[Exercise directions]:
Every line of the entries with the word "clicks" in it should be shown.
------ Data supplied ------
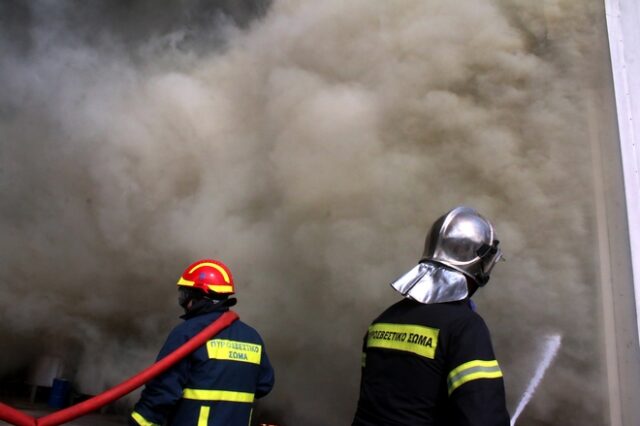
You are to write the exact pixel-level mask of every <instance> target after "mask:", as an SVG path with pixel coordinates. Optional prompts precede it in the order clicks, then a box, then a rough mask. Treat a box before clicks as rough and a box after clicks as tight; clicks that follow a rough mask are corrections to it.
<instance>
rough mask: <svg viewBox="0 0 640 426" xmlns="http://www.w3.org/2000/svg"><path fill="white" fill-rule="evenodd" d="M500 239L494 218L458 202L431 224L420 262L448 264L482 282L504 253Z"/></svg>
mask: <svg viewBox="0 0 640 426" xmlns="http://www.w3.org/2000/svg"><path fill="white" fill-rule="evenodd" d="M499 243H500V241H498V240H497V239H496V235H495V232H494V229H493V225H491V222H489V221H488V220H487V219H485V218H484V217H482V216H480V214H479V213H478V212H477V211H475V210H474V209H472V208H469V207H464V206H458V207H456V208H454V209H453V210H451V211H450V212H448V213H447V214H445V215H444V216H442V217H440V218H439V219H438V220H436V221H435V222H434V224H433V225H432V226H431V230H430V231H429V234H428V235H427V240H426V242H425V245H424V253H423V255H422V260H421V262H424V261H433V262H437V263H440V264H442V265H445V266H448V267H449V268H452V269H455V270H457V271H460V272H462V273H463V274H465V275H466V276H468V277H470V278H471V279H473V280H474V281H475V282H476V283H477V284H478V285H479V286H483V285H485V284H486V283H487V282H488V281H489V274H490V273H491V270H492V269H493V267H494V266H495V264H496V263H497V262H498V261H499V260H500V258H501V257H502V251H501V250H500V249H499V248H498V244H499Z"/></svg>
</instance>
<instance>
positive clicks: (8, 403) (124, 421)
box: [0, 401, 127, 426]
mask: <svg viewBox="0 0 640 426" xmlns="http://www.w3.org/2000/svg"><path fill="white" fill-rule="evenodd" d="M5 403H6V404H8V405H11V406H12V407H13V408H15V409H17V410H20V411H23V412H24V413H25V414H28V415H30V416H34V417H42V416H45V415H47V414H50V413H53V412H55V411H57V410H55V409H52V408H50V407H48V406H47V405H46V404H31V403H29V402H25V401H17V402H16V401H10V402H5ZM9 424H10V423H7V422H3V421H0V425H9ZM126 424H127V422H126V418H125V417H124V416H123V415H116V414H100V413H99V412H98V413H91V414H87V415H86V416H83V417H80V418H78V419H76V420H73V421H71V422H69V423H65V425H73V426H116V425H126Z"/></svg>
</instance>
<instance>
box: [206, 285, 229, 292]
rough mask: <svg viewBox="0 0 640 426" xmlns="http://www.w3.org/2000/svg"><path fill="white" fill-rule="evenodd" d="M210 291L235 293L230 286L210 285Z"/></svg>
mask: <svg viewBox="0 0 640 426" xmlns="http://www.w3.org/2000/svg"><path fill="white" fill-rule="evenodd" d="M209 290H211V291H215V292H216V293H233V287H231V286H230V285H213V284H210V285H209Z"/></svg>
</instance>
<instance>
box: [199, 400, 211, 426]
mask: <svg viewBox="0 0 640 426" xmlns="http://www.w3.org/2000/svg"><path fill="white" fill-rule="evenodd" d="M209 411H211V407H207V406H206V405H203V406H202V407H200V415H199V416H198V426H208V425H209Z"/></svg>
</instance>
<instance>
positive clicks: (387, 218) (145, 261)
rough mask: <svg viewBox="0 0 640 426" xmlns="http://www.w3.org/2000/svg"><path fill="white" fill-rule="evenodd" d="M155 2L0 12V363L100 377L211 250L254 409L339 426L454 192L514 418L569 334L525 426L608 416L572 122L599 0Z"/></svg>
mask: <svg viewBox="0 0 640 426" xmlns="http://www.w3.org/2000/svg"><path fill="white" fill-rule="evenodd" d="M165 5H166V6H167V7H166V9H164V10H161V11H158V10H157V9H158V8H157V7H156V6H155V2H150V1H139V2H131V1H117V2H113V1H111V2H107V1H105V2H92V3H91V6H89V5H88V4H87V3H85V2H78V1H70V0H69V1H56V2H53V1H45V0H42V1H31V2H18V1H16V2H5V3H3V5H2V7H0V19H1V24H0V28H1V29H0V191H1V194H2V198H1V200H0V227H1V228H0V231H1V233H2V236H3V238H2V242H1V243H0V253H1V258H2V259H3V261H2V264H1V267H0V293H1V298H0V319H1V321H0V324H2V325H1V326H0V338H2V341H3V342H4V343H3V346H4V349H3V350H2V354H1V355H0V372H4V373H5V374H8V373H11V372H13V371H16V370H18V369H21V368H24V367H25V366H26V365H28V364H30V363H33V362H35V361H36V359H37V358H38V356H40V355H42V354H53V355H58V356H61V357H63V358H65V359H66V360H67V364H68V367H69V366H70V365H76V368H73V369H71V368H70V367H69V369H70V371H69V372H68V374H69V375H71V376H72V377H73V379H74V383H75V384H76V386H77V387H78V388H79V389H80V390H83V391H85V392H98V391H100V390H102V389H104V388H105V387H106V386H109V385H113V384H115V383H117V382H118V381H120V380H121V379H123V378H125V377H127V376H128V375H130V374H132V373H133V372H135V371H137V370H139V369H140V368H142V367H144V366H146V365H147V364H149V363H150V362H151V360H152V359H153V357H154V356H155V353H156V351H157V350H158V348H159V346H160V345H161V343H162V341H163V339H164V337H165V335H166V333H167V332H168V331H169V329H170V328H171V326H172V325H173V324H175V323H176V321H177V319H176V316H177V315H178V314H179V308H178V307H177V304H176V298H175V296H176V295H175V288H174V283H175V280H176V278H177V276H178V275H179V274H180V272H181V271H182V269H183V268H184V267H185V266H186V265H188V264H189V263H190V262H191V261H193V260H195V259H197V258H201V257H209V256H211V257H217V258H220V259H222V260H224V261H225V262H227V263H228V264H229V266H230V267H231V268H232V271H234V274H235V278H236V281H237V285H238V289H239V290H238V297H239V300H240V303H239V305H238V312H239V313H240V315H241V316H242V317H243V319H244V320H246V321H247V322H249V323H250V324H252V325H254V326H256V328H258V329H259V331H260V332H261V333H262V334H263V336H264V338H265V340H266V342H267V349H268V352H269V353H270V356H271V358H272V361H273V363H274V364H275V367H276V369H277V387H276V389H275V390H274V392H273V394H272V395H271V396H269V397H268V398H267V399H265V400H264V401H263V402H261V403H260V404H261V406H260V407H261V410H262V412H263V413H270V415H271V417H272V418H270V419H267V420H271V421H278V422H281V423H282V424H286V425H300V424H304V425H327V424H348V423H349V422H350V419H351V416H352V413H353V410H354V407H355V404H356V398H357V393H358V385H359V375H360V371H359V362H360V349H361V339H362V335H363V333H364V331H365V329H366V326H367V324H368V323H369V321H370V320H371V319H372V318H373V317H374V316H376V315H377V314H378V313H379V311H380V310H381V309H383V308H384V307H385V306H387V305H388V304H390V303H392V302H394V301H395V300H397V299H398V295H397V294H395V293H394V292H393V291H392V290H391V289H390V288H389V287H388V286H387V283H388V282H390V281H391V280H393V279H394V278H395V277H396V276H398V275H400V274H401V273H403V272H405V271H406V270H408V269H409V268H410V267H412V266H413V265H414V264H415V262H416V261H417V259H418V257H419V255H420V253H421V249H422V243H423V238H424V235H425V232H426V230H427V228H428V226H429V225H430V223H431V222H432V221H433V220H434V219H435V218H436V217H437V216H438V215H440V214H442V213H443V212H444V211H446V210H448V209H450V208H451V207H453V206H455V205H457V204H461V203H464V204H467V205H471V206H474V207H476V208H477V209H479V210H480V211H481V212H482V213H483V214H485V215H486V216H487V217H489V218H491V219H492V220H493V221H494V222H495V225H496V227H497V230H498V233H499V237H500V239H501V241H502V245H503V246H504V250H505V252H506V255H507V257H508V262H506V263H504V264H501V265H499V266H498V268H497V269H496V271H495V273H494V277H493V279H492V283H491V284H490V285H489V286H488V287H487V288H486V289H483V290H482V292H481V294H480V295H479V296H478V297H477V299H478V303H479V305H480V312H481V314H483V316H484V317H485V319H486V320H487V322H488V323H489V326H490V328H491V329H492V332H493V335H494V344H495V348H496V352H497V355H498V357H499V359H500V361H501V364H502V366H503V369H504V371H505V376H506V384H507V387H508V389H507V390H508V394H509V406H510V408H511V409H513V408H515V405H516V404H517V401H518V399H519V396H520V395H521V393H522V392H523V391H524V389H525V388H526V385H527V381H528V380H529V378H530V377H531V376H533V374H534V369H535V365H536V363H537V362H538V361H539V358H540V352H539V351H540V349H541V342H542V341H543V339H544V336H545V335H547V334H549V333H561V334H562V335H563V346H562V347H561V349H560V354H559V358H558V360H557V361H556V364H554V365H553V366H552V367H551V372H550V375H552V376H553V378H552V379H547V381H546V382H543V383H542V384H541V386H540V388H539V390H538V392H537V394H536V395H535V396H534V398H533V400H532V402H531V404H530V405H529V407H528V408H527V409H526V410H525V412H524V413H523V414H522V416H521V417H520V420H519V424H520V425H525V424H536V425H541V424H565V425H581V424H595V423H598V424H600V423H606V420H605V419H603V418H602V415H601V414H600V413H601V412H603V411H604V407H606V404H605V402H604V397H603V396H602V395H600V392H601V391H600V389H601V388H602V386H601V374H602V371H601V369H602V365H603V361H602V360H601V359H599V357H600V353H599V349H598V348H599V346H598V343H597V342H599V340H598V339H599V337H598V336H599V335H598V331H597V330H598V325H597V315H596V314H595V312H597V309H598V307H599V302H598V299H597V288H598V283H597V274H596V272H597V271H596V267H595V266H594V259H595V254H594V251H595V250H594V247H595V246H597V243H598V242H597V240H596V236H595V235H596V233H595V231H594V228H595V224H594V217H593V213H592V212H593V207H592V201H591V199H592V189H591V187H590V185H589V182H592V177H591V174H590V173H591V172H590V164H591V159H590V151H589V150H590V148H589V147H590V144H589V142H588V137H589V136H588V134H587V130H586V128H587V126H586V121H587V117H586V113H585V102H586V101H587V99H586V95H585V93H587V94H588V93H590V92H589V91H590V90H596V89H598V88H599V86H600V85H601V84H602V83H601V82H600V81H599V79H600V78H602V77H601V72H602V70H601V68H600V65H598V64H595V65H593V62H594V58H598V59H600V57H601V55H602V49H603V44H602V43H603V40H604V34H598V32H597V31H595V32H594V30H593V29H594V27H595V28H597V29H598V28H602V27H603V26H602V19H603V18H602V15H603V11H602V10H601V8H602V6H601V5H600V2H597V1H595V0H590V1H588V2H577V1H572V0H548V1H544V2H530V1H525V0H518V1H507V0H465V1H455V2H449V1H440V0H430V1H403V2H400V1H375V2H372V1H369V0H366V1H365V0H361V1H349V2H343V1H334V0H331V1H322V2H304V1H298V0H285V1H275V2H274V3H273V4H267V3H265V4H262V3H249V2H231V1H229V2H217V3H216V2H214V3H213V4H212V3H211V2H204V1H202V2H198V1H174V2H168V1H167V2H163V8H164V7H165ZM598 31H599V30H598ZM594 33H595V35H594ZM594 52H595V53H594ZM599 55H600V56H599ZM585 182H586V183H587V184H585ZM594 419H596V420H594Z"/></svg>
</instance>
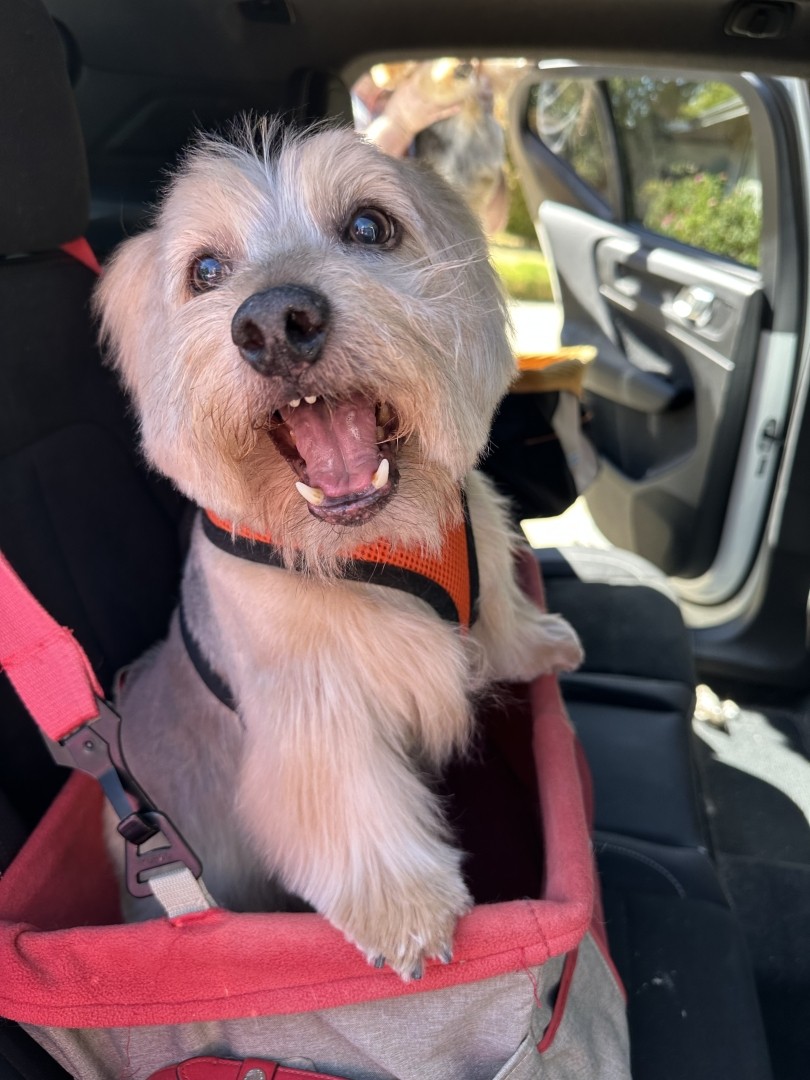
------
[Answer]:
You are to write the exact pixel-level mask of every <instance> target after "mask:", as an SVG path with pixel coordinates. Optional prompts precede it in the order clicks, then a box, then a rough mask. Treat a box before clicks as rough and a box after clicks as tight; clicks that follow a rough mask are corrections to it.
positive clicks: (8, 403) (124, 421)
positive clicks: (387, 218) (145, 261)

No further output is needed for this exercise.